### WHAT TO DO
Write out the data that follows. Keep every character unchanged.

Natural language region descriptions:
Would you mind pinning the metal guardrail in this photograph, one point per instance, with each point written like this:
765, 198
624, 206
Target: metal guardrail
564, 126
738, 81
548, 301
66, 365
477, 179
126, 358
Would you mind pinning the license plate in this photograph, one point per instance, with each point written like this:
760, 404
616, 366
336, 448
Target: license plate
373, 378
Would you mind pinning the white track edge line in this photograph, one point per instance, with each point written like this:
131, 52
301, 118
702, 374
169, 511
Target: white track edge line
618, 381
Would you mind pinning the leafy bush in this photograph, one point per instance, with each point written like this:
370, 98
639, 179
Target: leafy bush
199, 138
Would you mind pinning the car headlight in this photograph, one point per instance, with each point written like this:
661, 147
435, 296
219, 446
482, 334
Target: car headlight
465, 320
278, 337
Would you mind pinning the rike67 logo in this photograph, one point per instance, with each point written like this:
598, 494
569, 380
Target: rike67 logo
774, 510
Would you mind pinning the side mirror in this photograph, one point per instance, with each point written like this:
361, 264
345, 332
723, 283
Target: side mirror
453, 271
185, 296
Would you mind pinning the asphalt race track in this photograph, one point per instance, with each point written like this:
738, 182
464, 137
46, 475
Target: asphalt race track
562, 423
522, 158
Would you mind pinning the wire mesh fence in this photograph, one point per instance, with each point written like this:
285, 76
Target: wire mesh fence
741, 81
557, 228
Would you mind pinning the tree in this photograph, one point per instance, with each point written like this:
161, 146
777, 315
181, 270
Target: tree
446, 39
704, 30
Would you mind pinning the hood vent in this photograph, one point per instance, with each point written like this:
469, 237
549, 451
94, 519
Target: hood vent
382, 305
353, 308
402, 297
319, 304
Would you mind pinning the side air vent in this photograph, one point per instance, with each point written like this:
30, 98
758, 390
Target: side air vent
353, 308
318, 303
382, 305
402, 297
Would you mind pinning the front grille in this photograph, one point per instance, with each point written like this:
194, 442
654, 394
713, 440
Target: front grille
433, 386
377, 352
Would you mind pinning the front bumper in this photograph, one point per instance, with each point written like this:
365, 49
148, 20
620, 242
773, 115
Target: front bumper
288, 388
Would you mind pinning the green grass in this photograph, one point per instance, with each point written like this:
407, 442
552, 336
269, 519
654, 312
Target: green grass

### SOLUTION
Would you mind pinning the metal guardrail in this photograph, one point per instance, with each point written like this:
765, 198
624, 206
Target: metal guardrail
564, 126
738, 81
548, 301
66, 365
477, 179
126, 358
Would you mind pinning the license plate in this photograph, one point per instance, with each point written like this:
760, 404
616, 366
336, 448
Target: license plate
373, 378
Would you mind pinning the white track edge line in this photograph, one point per instance, with each point written like this:
131, 52
301, 118
702, 374
169, 511
Target: white track edge line
618, 381
Would you mind pinning the leafy bush in this photograph, one point per instance, with each point written like this:
370, 98
639, 179
Target: leafy bush
199, 138
Would you mind pinning the car headlight in this photograph, one point per instance, with each point written like this:
661, 147
435, 296
219, 446
482, 334
Target: car headlight
465, 320
278, 337
Would you mind pinning the rike67 logo in this photograph, one point per instance, with each point written like this:
598, 494
569, 380
Target: rike67 logo
774, 510
Would you mind pinning the side mirror in this photograph, one point per instance, with each point written like this:
361, 264
345, 332
723, 283
Target: side mirror
453, 271
185, 296
Would you mind pinning the asphalt race track in this photograph, one point per instance, with each point written like this:
738, 182
464, 137
46, 475
Target: asphalt race track
562, 423
522, 158
Would you mind pinning the wire mesh fence in this photograph, one point per instance, with each point written like this:
285, 76
Target: wire mesh fence
741, 81
557, 228
Would you mind pinning the tree in this photograph, one point per instance, with each point written like this:
161, 146
777, 315
181, 270
Target: tree
446, 39
704, 30
Would you mind pinning the hood vent in this photograph, one point per instance, with each point written like this:
469, 237
549, 451
94, 519
Target: hood vent
382, 305
353, 308
402, 297
319, 304
Would you mind pinning the side air vent in this photograph, one point per instance, with each point written like this:
30, 98
758, 390
Target: side air vent
353, 308
318, 303
382, 305
402, 297
Would you mind pinning the front grille in this photograph, one point per instance, with each point written like this:
194, 442
654, 394
713, 440
Target: front grille
433, 386
377, 352
Would you mind pinning the front bumper in this photograph, one point per instance, with each point written like this:
365, 49
148, 20
620, 242
773, 115
Target: front bumper
288, 388
Would you mind pinning the green grass in this photograph, one point per instance, with each point written like this:
407, 442
552, 336
269, 519
654, 312
Target: green grass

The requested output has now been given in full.